== Document extract ==
-- Opening Marker --

Colorado marijuana regulators are closer to creating new business licenses for eligible entrepreneurs who lack funding, with the micro-license applications expected to become available early next year.
Securing a marijuana license has proven to be a costly, lengthy venture for a startup business in Colorado, with most licensing opportunities in Denver and other metro communities drying up because of market saturation and local license moratoriums.
The Colorado Legislature passed several laws over the last two years to address the lagging social equity and diversity in the state’s legal pot trade, including measures loosening marijuana employment restrictions for former drug felons and giving Governor Jared Polis the power to pardon former low-level pot possession charges. The micro-license was one of Colorado lawmakers’ early social equity efforts, but it has taken a while to develop.
Created through a 2019 law that overhauled the state’s medical and recreational marijuana regulations, the licenses are intended to raise social equity within commercial pot by making business permits more accessible to those harmed by the War on Drugs. However, a year after the law took effect, applications still aren’t being accepted as the state Marijuana Enforcement Division continues holding rulemaking hearings, with the most recent meeting providing a window into the MED’s progress.
The new micro-license applications are now expected to be ready by January 1, 2021, according to the MED, and could be used for marijuana dispensaries, growing operations and infused product manufacturing. To be eligible, applicants would have to fit one of several qualifications connected to communities impacted by drug prohibition, including annual income and proof of direct harm related to the War on Drugs.
According to the MED’s proposed rules, the micro-licenses would be connected to and housed within the facilities of established pot companies that agree to play host, and would come with discounted licensing fees. The licenses would stay reserved for applicants who meet one of the following qualifications:
- The applicant has resided for at least fifteen years between the years 1980 and 2010 in a census tract designated by the [state] Office of Economic Development and international trade as an opportunity zone or a census tract designated as a Disproportionate Impacted Area.

-- Closing Marker --

== Data ==
-- Opening Marker --

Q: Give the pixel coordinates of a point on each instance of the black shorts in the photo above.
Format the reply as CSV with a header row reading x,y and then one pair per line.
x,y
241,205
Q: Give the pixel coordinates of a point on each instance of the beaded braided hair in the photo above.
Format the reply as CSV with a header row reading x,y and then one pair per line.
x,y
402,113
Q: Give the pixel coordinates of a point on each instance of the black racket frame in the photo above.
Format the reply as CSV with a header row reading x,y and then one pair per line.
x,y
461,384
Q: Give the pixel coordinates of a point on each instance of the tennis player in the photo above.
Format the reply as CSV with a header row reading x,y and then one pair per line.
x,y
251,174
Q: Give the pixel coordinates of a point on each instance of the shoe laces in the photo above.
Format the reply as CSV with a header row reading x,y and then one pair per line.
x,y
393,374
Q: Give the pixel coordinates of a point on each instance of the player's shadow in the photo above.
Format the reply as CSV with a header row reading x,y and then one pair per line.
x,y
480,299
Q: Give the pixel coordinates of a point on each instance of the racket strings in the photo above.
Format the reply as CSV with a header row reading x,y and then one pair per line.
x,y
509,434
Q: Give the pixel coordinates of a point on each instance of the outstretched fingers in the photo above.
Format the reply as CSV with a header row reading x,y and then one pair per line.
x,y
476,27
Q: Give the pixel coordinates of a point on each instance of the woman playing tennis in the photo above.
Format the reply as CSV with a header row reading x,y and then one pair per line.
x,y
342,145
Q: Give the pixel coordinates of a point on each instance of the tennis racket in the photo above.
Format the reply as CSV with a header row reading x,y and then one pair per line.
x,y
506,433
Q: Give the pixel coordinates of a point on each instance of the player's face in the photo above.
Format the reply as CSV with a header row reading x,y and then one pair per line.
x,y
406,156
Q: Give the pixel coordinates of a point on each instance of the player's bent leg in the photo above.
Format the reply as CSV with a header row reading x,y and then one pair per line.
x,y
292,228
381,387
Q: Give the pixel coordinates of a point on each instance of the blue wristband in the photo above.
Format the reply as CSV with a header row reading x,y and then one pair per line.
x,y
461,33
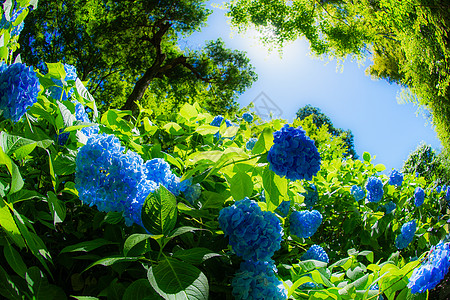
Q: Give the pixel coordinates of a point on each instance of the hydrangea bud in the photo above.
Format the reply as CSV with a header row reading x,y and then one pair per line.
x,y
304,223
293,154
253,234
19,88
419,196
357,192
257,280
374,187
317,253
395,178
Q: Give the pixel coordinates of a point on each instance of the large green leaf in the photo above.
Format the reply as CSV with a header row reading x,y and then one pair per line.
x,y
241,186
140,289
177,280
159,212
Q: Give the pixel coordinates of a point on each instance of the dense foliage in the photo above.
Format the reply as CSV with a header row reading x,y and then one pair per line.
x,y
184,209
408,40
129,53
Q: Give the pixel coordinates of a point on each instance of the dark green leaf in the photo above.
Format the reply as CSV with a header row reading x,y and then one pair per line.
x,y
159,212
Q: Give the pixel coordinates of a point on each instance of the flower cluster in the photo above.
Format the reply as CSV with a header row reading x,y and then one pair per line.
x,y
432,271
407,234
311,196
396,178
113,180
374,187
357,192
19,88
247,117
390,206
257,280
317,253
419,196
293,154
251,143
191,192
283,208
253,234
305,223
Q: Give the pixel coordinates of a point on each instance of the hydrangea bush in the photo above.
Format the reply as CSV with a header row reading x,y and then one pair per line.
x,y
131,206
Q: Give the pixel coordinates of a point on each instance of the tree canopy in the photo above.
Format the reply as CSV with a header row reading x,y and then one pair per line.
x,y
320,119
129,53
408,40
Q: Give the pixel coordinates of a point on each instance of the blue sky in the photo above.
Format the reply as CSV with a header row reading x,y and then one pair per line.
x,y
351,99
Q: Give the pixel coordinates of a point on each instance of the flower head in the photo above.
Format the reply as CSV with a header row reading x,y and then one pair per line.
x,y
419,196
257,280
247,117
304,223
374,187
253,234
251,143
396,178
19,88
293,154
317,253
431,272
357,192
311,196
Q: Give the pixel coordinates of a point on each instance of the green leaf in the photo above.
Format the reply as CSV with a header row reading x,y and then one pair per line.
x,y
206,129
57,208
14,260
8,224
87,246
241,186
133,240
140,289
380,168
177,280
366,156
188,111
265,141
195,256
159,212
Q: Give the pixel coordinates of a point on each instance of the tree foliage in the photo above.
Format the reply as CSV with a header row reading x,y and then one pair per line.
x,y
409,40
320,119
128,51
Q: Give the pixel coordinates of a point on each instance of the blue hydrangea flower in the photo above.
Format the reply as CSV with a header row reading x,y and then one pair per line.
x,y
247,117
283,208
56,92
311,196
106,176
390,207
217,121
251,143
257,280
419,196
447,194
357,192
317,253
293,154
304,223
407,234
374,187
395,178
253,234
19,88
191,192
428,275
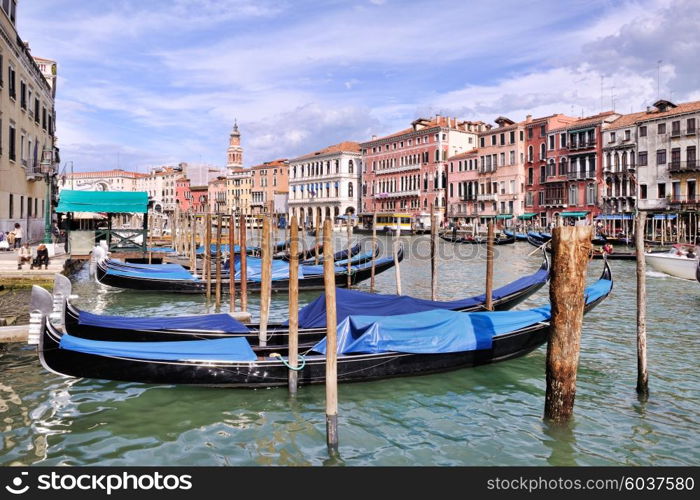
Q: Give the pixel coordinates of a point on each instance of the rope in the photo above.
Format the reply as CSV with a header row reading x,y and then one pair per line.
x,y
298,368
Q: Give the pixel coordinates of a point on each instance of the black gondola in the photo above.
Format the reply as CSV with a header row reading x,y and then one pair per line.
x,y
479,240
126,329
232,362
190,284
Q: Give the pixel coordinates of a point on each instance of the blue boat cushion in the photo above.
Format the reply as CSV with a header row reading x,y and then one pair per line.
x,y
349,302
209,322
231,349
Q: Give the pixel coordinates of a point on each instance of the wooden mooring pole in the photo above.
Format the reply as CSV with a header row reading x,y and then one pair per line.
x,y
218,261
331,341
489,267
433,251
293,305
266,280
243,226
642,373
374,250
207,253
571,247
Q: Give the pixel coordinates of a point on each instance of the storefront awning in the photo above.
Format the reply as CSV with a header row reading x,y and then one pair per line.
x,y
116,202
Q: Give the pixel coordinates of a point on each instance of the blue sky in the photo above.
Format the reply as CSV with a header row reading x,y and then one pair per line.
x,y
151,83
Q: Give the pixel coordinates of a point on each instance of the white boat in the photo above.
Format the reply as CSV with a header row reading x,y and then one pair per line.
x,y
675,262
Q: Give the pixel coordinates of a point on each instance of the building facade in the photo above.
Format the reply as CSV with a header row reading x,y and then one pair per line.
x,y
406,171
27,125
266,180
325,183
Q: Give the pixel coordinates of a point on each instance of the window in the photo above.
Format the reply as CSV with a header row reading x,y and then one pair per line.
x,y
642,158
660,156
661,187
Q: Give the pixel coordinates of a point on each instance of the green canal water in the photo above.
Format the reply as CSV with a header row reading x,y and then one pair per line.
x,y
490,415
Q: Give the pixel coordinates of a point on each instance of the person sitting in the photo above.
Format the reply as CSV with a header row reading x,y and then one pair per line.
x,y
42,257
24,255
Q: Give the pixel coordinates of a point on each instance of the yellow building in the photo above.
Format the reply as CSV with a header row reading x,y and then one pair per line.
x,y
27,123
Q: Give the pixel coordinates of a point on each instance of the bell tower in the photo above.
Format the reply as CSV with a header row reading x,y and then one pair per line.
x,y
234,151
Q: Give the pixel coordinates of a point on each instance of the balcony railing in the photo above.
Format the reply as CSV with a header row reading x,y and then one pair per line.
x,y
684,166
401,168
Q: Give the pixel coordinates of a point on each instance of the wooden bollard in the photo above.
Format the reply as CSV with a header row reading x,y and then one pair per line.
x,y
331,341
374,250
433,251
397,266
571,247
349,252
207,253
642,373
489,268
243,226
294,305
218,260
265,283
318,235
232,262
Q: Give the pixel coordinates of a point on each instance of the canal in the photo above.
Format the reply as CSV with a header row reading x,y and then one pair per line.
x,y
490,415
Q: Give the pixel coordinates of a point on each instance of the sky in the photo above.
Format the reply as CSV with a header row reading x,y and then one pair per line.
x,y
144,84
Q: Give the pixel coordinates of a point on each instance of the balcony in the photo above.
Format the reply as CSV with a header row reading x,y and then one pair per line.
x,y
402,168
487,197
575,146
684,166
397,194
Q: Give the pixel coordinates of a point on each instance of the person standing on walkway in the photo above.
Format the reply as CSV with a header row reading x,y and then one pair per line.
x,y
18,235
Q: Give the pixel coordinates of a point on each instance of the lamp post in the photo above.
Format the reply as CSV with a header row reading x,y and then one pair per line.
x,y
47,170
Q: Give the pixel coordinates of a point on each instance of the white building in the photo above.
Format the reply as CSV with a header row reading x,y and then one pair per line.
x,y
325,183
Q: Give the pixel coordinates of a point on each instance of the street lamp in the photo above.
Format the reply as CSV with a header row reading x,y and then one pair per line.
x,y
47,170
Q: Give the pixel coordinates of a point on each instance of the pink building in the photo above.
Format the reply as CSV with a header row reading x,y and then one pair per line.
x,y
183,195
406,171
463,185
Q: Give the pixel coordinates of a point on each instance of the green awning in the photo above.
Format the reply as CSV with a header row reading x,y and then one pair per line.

-- Closing Marker --
-- Opening Marker --

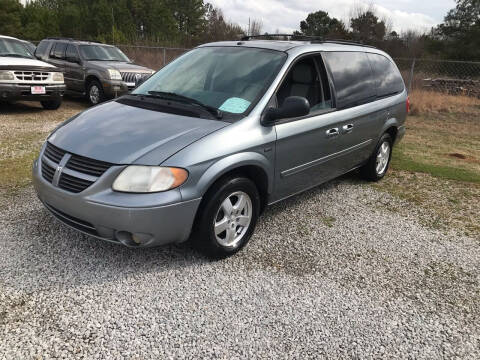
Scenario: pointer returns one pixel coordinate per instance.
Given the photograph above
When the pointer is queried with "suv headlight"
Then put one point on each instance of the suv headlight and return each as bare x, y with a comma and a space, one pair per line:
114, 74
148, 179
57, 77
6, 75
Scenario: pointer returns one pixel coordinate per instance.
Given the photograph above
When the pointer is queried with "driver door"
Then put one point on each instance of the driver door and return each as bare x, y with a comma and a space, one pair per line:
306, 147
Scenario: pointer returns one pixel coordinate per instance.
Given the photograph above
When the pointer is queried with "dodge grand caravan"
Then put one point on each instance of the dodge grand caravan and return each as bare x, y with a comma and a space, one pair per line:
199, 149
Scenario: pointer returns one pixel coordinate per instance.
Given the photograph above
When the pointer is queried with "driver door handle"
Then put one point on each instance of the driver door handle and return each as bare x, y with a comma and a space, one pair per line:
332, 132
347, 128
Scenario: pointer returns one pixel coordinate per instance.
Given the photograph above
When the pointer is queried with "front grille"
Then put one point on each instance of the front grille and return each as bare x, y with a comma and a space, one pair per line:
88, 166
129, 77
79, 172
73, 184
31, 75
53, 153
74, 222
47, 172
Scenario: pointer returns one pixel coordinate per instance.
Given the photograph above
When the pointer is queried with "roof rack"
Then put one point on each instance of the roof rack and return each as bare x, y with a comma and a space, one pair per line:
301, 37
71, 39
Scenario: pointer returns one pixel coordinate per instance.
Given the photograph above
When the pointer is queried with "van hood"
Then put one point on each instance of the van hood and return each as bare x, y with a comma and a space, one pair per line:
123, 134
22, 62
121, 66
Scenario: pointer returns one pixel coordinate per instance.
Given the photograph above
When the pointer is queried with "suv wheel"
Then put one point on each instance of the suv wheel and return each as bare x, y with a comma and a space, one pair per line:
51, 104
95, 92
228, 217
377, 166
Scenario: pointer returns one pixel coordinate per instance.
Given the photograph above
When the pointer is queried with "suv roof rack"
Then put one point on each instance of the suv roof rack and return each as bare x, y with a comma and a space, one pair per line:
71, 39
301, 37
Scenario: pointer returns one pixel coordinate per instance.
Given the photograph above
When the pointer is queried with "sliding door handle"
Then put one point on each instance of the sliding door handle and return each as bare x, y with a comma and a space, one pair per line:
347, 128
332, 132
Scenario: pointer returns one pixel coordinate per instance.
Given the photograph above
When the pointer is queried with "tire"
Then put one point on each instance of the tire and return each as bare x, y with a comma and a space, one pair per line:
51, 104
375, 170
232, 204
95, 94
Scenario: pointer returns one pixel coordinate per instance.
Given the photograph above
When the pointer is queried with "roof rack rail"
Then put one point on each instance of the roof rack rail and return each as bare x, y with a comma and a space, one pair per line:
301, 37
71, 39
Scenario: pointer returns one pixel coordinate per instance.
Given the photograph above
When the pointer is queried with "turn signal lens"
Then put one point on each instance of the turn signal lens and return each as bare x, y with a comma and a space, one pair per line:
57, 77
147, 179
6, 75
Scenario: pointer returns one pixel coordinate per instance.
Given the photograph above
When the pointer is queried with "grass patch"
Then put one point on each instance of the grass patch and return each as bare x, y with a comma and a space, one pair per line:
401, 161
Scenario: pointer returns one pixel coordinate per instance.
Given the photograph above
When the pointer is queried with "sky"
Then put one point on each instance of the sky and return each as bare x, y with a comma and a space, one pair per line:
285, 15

-- Closing Marker --
-- Opening Marker --

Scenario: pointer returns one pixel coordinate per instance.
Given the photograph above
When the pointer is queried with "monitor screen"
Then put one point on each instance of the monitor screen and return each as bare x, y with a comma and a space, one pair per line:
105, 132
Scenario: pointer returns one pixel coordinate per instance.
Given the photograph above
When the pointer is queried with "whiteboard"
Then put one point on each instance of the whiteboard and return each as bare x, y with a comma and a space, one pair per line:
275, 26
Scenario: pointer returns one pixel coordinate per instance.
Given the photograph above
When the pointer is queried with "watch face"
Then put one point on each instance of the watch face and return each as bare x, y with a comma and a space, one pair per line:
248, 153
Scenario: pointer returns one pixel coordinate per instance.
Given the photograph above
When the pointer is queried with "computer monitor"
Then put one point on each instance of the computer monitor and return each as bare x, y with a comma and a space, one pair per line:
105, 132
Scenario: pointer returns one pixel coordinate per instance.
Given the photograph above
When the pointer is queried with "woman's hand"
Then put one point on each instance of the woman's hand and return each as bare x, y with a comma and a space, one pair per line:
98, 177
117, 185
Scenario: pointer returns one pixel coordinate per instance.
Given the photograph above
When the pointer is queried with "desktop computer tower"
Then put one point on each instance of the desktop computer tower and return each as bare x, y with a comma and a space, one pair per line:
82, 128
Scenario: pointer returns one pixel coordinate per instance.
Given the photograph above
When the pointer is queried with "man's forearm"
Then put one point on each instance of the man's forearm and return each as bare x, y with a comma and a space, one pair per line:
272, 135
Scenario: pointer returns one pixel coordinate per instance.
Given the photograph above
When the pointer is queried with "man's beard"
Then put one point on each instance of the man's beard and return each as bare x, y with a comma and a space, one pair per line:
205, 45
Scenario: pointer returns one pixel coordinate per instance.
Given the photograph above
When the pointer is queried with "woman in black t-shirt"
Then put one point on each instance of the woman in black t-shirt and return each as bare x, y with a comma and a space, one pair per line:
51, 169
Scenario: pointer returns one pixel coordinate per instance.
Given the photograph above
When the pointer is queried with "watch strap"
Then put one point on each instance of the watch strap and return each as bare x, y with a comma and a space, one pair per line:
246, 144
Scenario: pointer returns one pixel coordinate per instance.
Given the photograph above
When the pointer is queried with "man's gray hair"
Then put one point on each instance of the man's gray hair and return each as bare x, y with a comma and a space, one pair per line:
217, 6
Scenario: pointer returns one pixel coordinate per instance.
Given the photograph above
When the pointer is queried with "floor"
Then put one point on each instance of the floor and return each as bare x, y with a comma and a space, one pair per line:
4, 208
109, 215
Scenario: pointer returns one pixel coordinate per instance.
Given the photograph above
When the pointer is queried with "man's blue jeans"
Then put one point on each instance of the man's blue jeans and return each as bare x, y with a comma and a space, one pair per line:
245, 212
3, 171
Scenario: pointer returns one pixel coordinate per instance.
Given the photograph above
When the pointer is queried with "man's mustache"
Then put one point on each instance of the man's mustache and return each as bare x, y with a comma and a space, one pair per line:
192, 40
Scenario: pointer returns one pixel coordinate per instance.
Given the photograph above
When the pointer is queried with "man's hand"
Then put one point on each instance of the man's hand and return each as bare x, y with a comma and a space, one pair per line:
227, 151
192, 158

-- Closing Marker --

== Tasks to perform ==
• A. Answer these from the marijuana micro-license article:
(i) By what date does the MED expect the new micro-license applications to be ready?
(ii) Which governor was given the power to pardon former low-level pot possession charges?
(iii) In what year was the law that created the micro-licenses passed?
• B. Echo part of the marijuana micro-license article word for word, beginning at the words "Colorado marijuana regulators" and stopping after "early next year.".
You can ignore the rows for this.

== Your written answers ==
• A.
(i) January 1, 2021
(ii) Jared Polis
(iii) 2019

• B.
Colorado marijuana regulators are closer to creating new business licenses for eligible entrepreneurs who lack funding, with the micro-license applications expected to become available early next year.